━━━ SOURCE TEXT

# Saved by the double Cut!



## finishesbykevyn (Apr 14, 2010)

So I don't hang a ton of paper. Maybe a few rooms a year. I show up to do this rush job last week. He only has 2 rolls of paper to do 15ft. x 8 ft. wall. and assures me they measured first. Ok.
I read the instructions for the paper which clearly stated "Straight Match". 
I figure there will maybe with no waste be just enough paper..
So I cut 9 strips of equal length. The last one being 6 inches short. Crap.
Oh well I say to myself. I hang the first piece realizing this paper is very easy to work with..As I go to hang the second strip I realize that this isn't a straight match at all, it's a drop match! Well, my heart drops into my stomach as I have now cut up $600 in wallpaper to the wrong lengths.!
Theoretically only every 2nd piece was short. lol. Luckily there was a beam to go around and a window to camouflage. So in a panic, I hung one of the short pieces up to the beam and double cut it to match up on the top 14 inches. The other one I did near the bottem of the window. Totally worked thank gawd! Anyhow, I blamed the shortfall on inaccurate measurement and shipping damage which was actually true, so he ended up getting a free roll shipped out. Haha. Man that wallpaper can be stressful. Why do I bother. I think I just love the punishment.


----------



## jennifertemple (Oct 30, 2011)

━━━━━━

[REQUEST A]
Answer these questions from the wallpaper thread:
(i) How many rolls of paper did the customer have for the wall?
(ii) What type of match did the paper's instructions state?
(iii) How many strips did the poster cut at first?
The entries that follow have no connection to the wallpaper thread.

━━━ RECORDS FOR THE TASK

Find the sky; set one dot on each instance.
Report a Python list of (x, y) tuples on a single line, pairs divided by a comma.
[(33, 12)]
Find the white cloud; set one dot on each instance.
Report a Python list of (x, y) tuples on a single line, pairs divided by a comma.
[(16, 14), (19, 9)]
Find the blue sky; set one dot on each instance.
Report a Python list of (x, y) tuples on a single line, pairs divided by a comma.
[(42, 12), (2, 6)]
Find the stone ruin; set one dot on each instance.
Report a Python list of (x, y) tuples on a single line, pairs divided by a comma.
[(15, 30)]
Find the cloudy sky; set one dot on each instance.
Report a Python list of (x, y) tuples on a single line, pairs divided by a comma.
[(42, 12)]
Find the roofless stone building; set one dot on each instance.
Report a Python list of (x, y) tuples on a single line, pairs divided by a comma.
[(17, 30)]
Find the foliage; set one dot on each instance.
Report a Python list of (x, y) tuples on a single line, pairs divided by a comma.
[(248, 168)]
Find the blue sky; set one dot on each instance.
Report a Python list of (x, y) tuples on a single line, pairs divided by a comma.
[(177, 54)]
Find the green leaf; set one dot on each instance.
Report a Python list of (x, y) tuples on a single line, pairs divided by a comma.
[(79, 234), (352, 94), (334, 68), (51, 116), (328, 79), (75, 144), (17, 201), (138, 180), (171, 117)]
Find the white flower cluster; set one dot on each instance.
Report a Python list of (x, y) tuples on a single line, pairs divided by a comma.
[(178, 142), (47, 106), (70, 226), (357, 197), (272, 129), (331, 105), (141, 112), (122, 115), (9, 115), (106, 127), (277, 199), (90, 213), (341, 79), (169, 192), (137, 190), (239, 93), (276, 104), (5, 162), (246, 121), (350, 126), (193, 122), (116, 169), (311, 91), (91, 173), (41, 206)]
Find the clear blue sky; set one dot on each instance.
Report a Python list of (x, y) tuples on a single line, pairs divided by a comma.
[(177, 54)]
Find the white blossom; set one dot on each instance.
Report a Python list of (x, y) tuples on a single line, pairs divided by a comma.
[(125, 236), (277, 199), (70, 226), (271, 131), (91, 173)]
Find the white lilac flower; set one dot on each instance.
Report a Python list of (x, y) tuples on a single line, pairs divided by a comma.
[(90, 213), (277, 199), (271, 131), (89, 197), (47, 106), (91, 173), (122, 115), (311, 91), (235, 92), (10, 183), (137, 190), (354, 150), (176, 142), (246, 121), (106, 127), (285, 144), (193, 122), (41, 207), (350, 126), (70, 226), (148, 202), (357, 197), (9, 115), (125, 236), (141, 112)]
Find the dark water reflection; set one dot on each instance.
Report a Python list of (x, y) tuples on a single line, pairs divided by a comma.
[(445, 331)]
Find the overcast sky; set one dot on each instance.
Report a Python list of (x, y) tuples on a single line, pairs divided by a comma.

━━━━━━

[REQUEST B] Echo the lines of the entries starting at the line containing "Find the cloudy" and ending at the line containing "[(125, 236), (277, 199), (70, 226), (271, 131), (91, 173)]", including both of those lines.

[WRITTEN ANSWER A]
(i) Two rolls.
(ii) A straight match.
(iii) Nine strips.

[WRITTEN ANSWER B]
Find the cloudy sky; set one dot on each instance.
Report a Python list of (x, y) tuples on a single line, pairs divided by a comma.
[(42, 12)]
Find the roofless stone building; set one dot on each instance.
Report a Python list of (x, y) tuples on a single line, pairs divided by a comma.
[(17, 30)]
Find the foliage; set one dot on each instance.
Report a Python list of (x, y) tuples on a single line, pairs divided by a comma.
[(248, 168)]
Find the blue sky; set one dot on each instance.
Report a Python list of (x, y) tuples on a single line, pairs divided by a comma.
[(177, 54)]
Find the green leaf; set one dot on each instance.
Report a Python list of (x, y) tuples on a single line, pairs divided by a comma.
[(79, 234), (352, 94), (334, 68), (51, 116), (328, 79), (75, 144), (17, 201), (138, 180), (171, 117)]
Find the white flower cluster; set one dot on each instance.
Report a Python list of (x, y) tuples on a single line, pairs divided by a comma.
[(178, 142), (47, 106), (70, 226), (357, 197), (272, 129), (331, 105), (141, 112), (122, 115), (9, 115), (106, 127), (277, 199), (90, 213), (341, 79), (169, 192), (137, 190), (239, 93), (276, 104), (5, 162), (246, 121), (350, 126), (193, 122), (116, 169), (311, 91), (91, 173), (41, 206)]
Find the clear blue sky; set one dot on each instance.
Report a Python list of (x, y) tuples on a single line, pairs divided by a comma.
[(177, 54)]
Find the white blossom; set one dot on each instance.
Report a Python list of (x, y) tuples on a single line, pairs divided by a comma.
[(125, 236), (277, 199), (70, 226), (271, 131), (91, 173)]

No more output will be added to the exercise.